Friday, July 13, 2018

Art report / Hamburg 2


The Hamburger Kunsthalle had several pieces of fiber art from well back in the previous century, giving an interesting spin on the days when it was considered avant-garde simply to get some nontraditional materials and display them (gasp!) in a mainstream museum.  Seeing them five decades later makes me realize that fiber art has come a long way.

Robert Morris, Untitled (Felt Tangle), 1967

Robert Morris is an American artist who has worked in sculpture, land art, performance and conceptual art.  One of his favorite materials has been industrial felt, which in this piece is both hung from the wall and arranged on the floor.  I'm not sure this particular installation does much for me; I can't tell whether he's exploring felt's drapability, its firm structure or just its ability to sit there in the gallery looking transgressive.

■ Objectives:
1) Rewrite the stretch of the Hamburg art report from "Friday, July 13, 2018" through "gallery looking transgressive.", putting "textile art" in place of "fiber art".
2) Carry the Hamburg art report forward from its final sentence.

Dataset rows
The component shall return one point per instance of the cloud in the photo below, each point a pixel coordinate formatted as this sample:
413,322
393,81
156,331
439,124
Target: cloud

■ Responses for each task:
1)
Friday, July 13, 2018

Art report / Hamburg 2


The Hamburger Kunsthalle had several pieces of textile art from well back in the previous century, giving an interesting spin on the days when it was considered avant-garde simply to get some nontraditional materials and display them (gasp!) in a mainstream museum.  Seeing them five decades later makes me realize that textile art has come a long way.

Robert Morris, Untitled (Felt Tangle), 1967

Robert Morris is an American artist who has worked in sculpture, land art, performance and conceptual art.  One of his favorite materials has been industrial felt, which in this piece is both hung from the wall and arranged on the floor.  I'm not sure this particular installation does much for me; I can't tell whether he's exploring felt's drapability, its firm structure or just its ability to sit there in the gallery looking transgressive.

2)
Reiner Ruthenbeck, Hammock, 1969

Yes, it's a big piece of red cotton, suspended across a corner of the gallery from four skinny straps.  What is it saying to us about cotton-ness, about redness, about hammock-ness?  Beats me.

As I contemplated these two works in the gallery and now at home reviewing my photos, I confess that my major questions had to do not with the materials, not with the formal aspects of the compositions, but with their maintenance.  Do the janitors come in every morning and carefully pick up the edges of the felt so they can dust under the first six inches of the sculpture?  Do they vacuum the whole thing every now and then?  Does the hammock require periodic washing and ironing to keep the drapey folds from getting permanently creased?

I don't suppose the artists wanted viewers to be thinking about such issues, but they didn't give me much else to chew on.  Sorry.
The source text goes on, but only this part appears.